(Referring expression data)
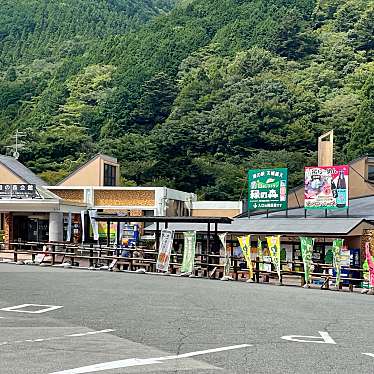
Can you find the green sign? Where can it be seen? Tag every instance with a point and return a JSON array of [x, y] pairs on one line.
[[307, 245], [267, 189]]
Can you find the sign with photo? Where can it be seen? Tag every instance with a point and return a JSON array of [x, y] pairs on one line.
[[326, 187], [267, 189], [18, 191]]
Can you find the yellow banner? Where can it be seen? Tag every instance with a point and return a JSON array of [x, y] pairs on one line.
[[245, 245]]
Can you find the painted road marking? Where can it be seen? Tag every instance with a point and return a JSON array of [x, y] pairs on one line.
[[21, 308], [144, 361], [58, 337], [325, 338], [369, 354]]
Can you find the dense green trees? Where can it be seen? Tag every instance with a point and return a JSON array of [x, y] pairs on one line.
[[194, 97]]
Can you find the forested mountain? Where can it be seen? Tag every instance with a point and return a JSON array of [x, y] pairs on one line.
[[195, 96]]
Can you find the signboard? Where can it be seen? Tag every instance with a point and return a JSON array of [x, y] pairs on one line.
[[326, 187], [189, 252], [166, 244], [267, 189], [18, 191]]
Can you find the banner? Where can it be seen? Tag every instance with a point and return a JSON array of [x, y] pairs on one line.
[[368, 266], [337, 246], [82, 226], [166, 244], [94, 224], [68, 232], [245, 244], [326, 187], [189, 252], [274, 249], [307, 245], [226, 262], [260, 254], [267, 189]]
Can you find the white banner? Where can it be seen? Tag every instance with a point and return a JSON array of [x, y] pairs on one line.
[[166, 244]]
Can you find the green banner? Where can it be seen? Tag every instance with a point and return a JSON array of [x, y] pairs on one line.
[[267, 189], [226, 260], [189, 252], [274, 249], [307, 245], [337, 246]]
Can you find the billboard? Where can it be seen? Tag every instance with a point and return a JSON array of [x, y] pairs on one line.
[[19, 191], [326, 187], [267, 189]]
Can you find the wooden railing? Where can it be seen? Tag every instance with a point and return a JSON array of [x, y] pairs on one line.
[[206, 265]]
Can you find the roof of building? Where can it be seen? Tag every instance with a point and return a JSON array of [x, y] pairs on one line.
[[99, 155], [21, 171], [336, 223], [274, 226], [173, 219]]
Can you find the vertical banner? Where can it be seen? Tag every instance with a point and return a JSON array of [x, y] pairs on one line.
[[274, 249], [166, 243], [189, 252], [68, 233], [370, 262], [227, 265], [245, 244], [337, 246], [307, 245], [267, 189], [94, 224], [260, 254], [82, 226]]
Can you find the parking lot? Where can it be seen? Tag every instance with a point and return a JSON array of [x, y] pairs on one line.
[[78, 321]]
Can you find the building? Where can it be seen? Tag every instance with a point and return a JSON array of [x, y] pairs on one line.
[[32, 211], [216, 208], [29, 211]]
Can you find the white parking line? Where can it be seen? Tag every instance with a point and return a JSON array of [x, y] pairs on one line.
[[325, 338], [58, 337], [22, 308], [369, 354], [144, 361]]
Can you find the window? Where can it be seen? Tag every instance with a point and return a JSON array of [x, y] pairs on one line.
[[110, 175], [371, 172]]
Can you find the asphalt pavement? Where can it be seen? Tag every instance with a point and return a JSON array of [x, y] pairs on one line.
[[78, 321]]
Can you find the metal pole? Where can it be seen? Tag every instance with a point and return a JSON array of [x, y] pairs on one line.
[[108, 233]]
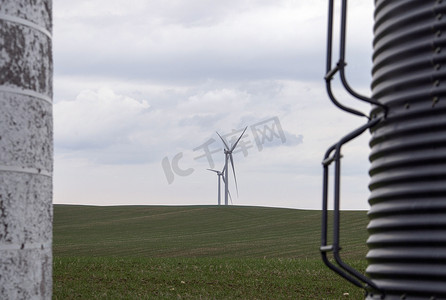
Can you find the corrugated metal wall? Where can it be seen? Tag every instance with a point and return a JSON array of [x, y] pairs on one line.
[[407, 242]]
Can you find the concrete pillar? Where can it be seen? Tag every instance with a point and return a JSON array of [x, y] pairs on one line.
[[26, 149]]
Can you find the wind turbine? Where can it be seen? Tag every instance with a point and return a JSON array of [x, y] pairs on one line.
[[228, 156], [220, 175]]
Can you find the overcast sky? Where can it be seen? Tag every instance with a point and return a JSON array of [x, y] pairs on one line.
[[142, 86]]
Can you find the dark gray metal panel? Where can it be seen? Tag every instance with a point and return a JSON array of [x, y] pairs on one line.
[[407, 242]]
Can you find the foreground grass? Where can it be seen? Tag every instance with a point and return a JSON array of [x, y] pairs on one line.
[[197, 278], [199, 252]]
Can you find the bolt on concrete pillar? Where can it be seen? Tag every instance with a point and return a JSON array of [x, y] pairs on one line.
[[26, 149]]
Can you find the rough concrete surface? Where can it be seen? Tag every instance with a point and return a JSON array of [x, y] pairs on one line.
[[26, 149]]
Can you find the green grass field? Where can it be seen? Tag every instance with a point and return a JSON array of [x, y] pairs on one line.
[[198, 252]]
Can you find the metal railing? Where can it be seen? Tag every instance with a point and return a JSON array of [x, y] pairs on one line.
[[333, 154]]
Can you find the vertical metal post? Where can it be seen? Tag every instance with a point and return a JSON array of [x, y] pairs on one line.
[[227, 179], [26, 149]]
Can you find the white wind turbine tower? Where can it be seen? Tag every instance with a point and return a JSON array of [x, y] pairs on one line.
[[220, 175], [228, 156]]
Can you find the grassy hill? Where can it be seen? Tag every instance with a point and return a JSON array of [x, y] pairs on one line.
[[199, 231], [198, 252]]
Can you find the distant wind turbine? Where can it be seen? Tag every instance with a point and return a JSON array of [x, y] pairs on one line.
[[219, 175], [228, 156]]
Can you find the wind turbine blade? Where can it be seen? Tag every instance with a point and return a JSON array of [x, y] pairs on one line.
[[233, 171], [235, 144], [226, 145]]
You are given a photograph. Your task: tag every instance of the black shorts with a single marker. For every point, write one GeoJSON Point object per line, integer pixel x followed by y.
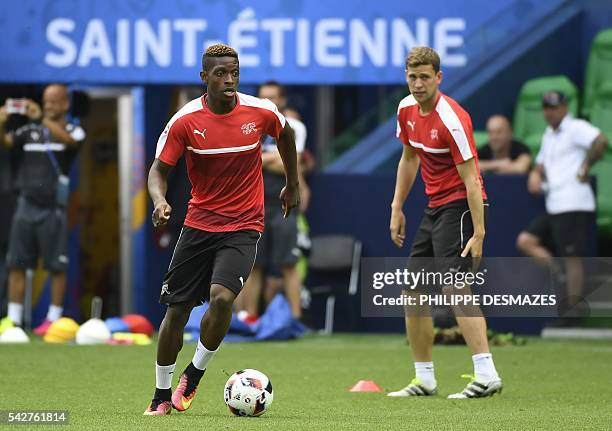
{"type": "Point", "coordinates": [203, 258]}
{"type": "Point", "coordinates": [565, 234]}
{"type": "Point", "coordinates": [38, 232]}
{"type": "Point", "coordinates": [443, 234]}
{"type": "Point", "coordinates": [278, 247]}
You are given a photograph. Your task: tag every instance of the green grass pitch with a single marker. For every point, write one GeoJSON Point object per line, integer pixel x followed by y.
{"type": "Point", "coordinates": [548, 385]}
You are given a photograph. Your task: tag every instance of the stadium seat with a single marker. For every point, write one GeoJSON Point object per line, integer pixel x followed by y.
{"type": "Point", "coordinates": [599, 68]}
{"type": "Point", "coordinates": [331, 255]}
{"type": "Point", "coordinates": [529, 123]}
{"type": "Point", "coordinates": [481, 137]}
{"type": "Point", "coordinates": [601, 113]}
{"type": "Point", "coordinates": [603, 171]}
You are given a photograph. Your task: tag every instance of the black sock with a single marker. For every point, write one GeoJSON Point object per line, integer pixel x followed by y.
{"type": "Point", "coordinates": [163, 394]}
{"type": "Point", "coordinates": [194, 374]}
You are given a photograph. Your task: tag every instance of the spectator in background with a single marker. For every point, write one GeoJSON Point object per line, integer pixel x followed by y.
{"type": "Point", "coordinates": [570, 147]}
{"type": "Point", "coordinates": [39, 229]}
{"type": "Point", "coordinates": [502, 154]}
{"type": "Point", "coordinates": [278, 251]}
{"type": "Point", "coordinates": [6, 213]}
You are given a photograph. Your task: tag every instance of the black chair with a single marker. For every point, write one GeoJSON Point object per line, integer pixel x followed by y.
{"type": "Point", "coordinates": [331, 256]}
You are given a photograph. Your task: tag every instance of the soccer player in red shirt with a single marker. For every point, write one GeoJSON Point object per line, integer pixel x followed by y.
{"type": "Point", "coordinates": [219, 135]}
{"type": "Point", "coordinates": [436, 131]}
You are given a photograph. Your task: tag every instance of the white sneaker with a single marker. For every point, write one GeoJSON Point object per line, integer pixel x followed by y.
{"type": "Point", "coordinates": [414, 389]}
{"type": "Point", "coordinates": [476, 389]}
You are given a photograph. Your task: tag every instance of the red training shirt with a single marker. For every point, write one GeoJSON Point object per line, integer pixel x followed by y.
{"type": "Point", "coordinates": [442, 139]}
{"type": "Point", "coordinates": [223, 157]}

TASK OBJECTIVE: Would you copy out exactly the lines from the one holding "of the white" through the end of the entries above, both ends included?

ANSWER BOX:
You are given a photograph. Your task: tag every instance of the white sneaker with a single marker. For every point, write one GeoJSON Point object per line, integer pixel x followed by y.
{"type": "Point", "coordinates": [414, 389]}
{"type": "Point", "coordinates": [476, 389]}
You are given a photograph. Your task: tag every instance of the red training shirt with a single marker. For every point, write one GeoJSON Point object per line, integer pixel x followed by y.
{"type": "Point", "coordinates": [442, 139]}
{"type": "Point", "coordinates": [223, 157]}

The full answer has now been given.